◆ READING PASSAGE ◆
□ □ □ □

5.3 Adaptive learning

Human learning can be considered as the repetition of the following process: Given a new problem, a human first monitors his/her performance, recognises a deficiency, and uses knowledge that he/she already owns to overcome the deficiency. By repeating this, the human can accumulate knowledge for solving diverse problems. Metacognition is a discipline to explore the process of how a human addresses a problem [3]. Assuming a cognitive system which simulates a functionality of the human mind, metacognition aims to monitor, model and control the behaviour of that system to effectively solve a problem. We position adaptive learning as metacognition for LSMR. Specifically, one LSMR method consists of various processes such as feature extraction, classifier construction, parameter tuning, training example collection, and so on. We define adaptive learning as methods which enhance or optimise one or more of the above mentioned processes based on knowledge about human learning. Below, we present two types of adaptive learning, explanatory feedback and curriculum learning.

  1. 1.

    Explanatory feedback: The traditional RF (or active learning) relies on the very restrictive communication between a classifier and a user, where the latter only informs the former of whether an example is relevant or irrelevant to a certain meaning (see Section 4.3). In the real world, a teacher makes much complex communication with a leaner. In particular, if the learner makes a mistake, the teacher tells him/her the reason for it.

    Based on this idea, Parkash and Parikh extended RF to Explanatory Feedback (EF), where if an example that a classifier selects as relevant to a meaning is judged to be irrelevant by a user, he/she can explain the reason for this mis-classification [88]. For example, if an example showing Forest is mis-classified as Street by the classifier, the user can explain “this example is too natural to be a Street”. EF is based on attributes with which an example is represented using responses of attribute classifiers (see Section 5.1.1). Since attributes are semantically meaningful descriptions, they can be used as a language between the classifier and the user to realise their complex communication. Especially, the irrelevance (negative) label assigned to the mis-classified example can be propagated to examples which contain the attribute explained by EF. In the above mentioned case, if examples have higher responses for the attribute “natural” than that of the mis-classified example, they are also regarded as irrelevant to Street. Like this, multiple negative examples are obtained only with one feedback, so that the classifier performance can be effectively improved. It was demonstrated that EF yields similar classifier performance only with one-fifth of iterations required in RF [88]. This method has been further improved by adopting the propagation of weighted irrelevance labels, on-the-fly update of attribute classifiers based on every feedback, and the example selection by estimating the entropy reduction resulting from the label propagation beginning at each example [16].

□ □ □ □

◆ GIVEN RECORDS ◆
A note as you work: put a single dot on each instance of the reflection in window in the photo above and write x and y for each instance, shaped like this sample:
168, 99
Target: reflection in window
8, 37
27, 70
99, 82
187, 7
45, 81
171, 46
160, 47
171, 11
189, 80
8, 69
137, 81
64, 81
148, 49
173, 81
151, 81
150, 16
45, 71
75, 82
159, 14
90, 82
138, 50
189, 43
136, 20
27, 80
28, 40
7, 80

□ □ □ □

◆ CHALLENGE 1 ◆
Quote the passage on adaptive learning word for word, everything from "Explanatory feedback: The" down to "reason for it.".
◆ CHALLENGE 2 ◆
In the passage on adaptive learning, what share of the iterations needed in RF does EF require to reach similar classifier performance?
This data has nothing to do with the text.

◆ RIGHT ANSWER 1 ◆
Explanatory feedback: The traditional RF (or active learning) relies on the very restrictive communication between a classifier and a user, where the latter only informs the former of whether an example is relevant or irrelevant to a certain meaning (see Section 4.3). In the real world, a teacher makes much complex communication with a leaner. In particular, if the learner makes a mistake, the teacher tells him/her the reason for it.

◆ RIGHT ANSWER 2 ◆
One-fifth of the iterations required in RF.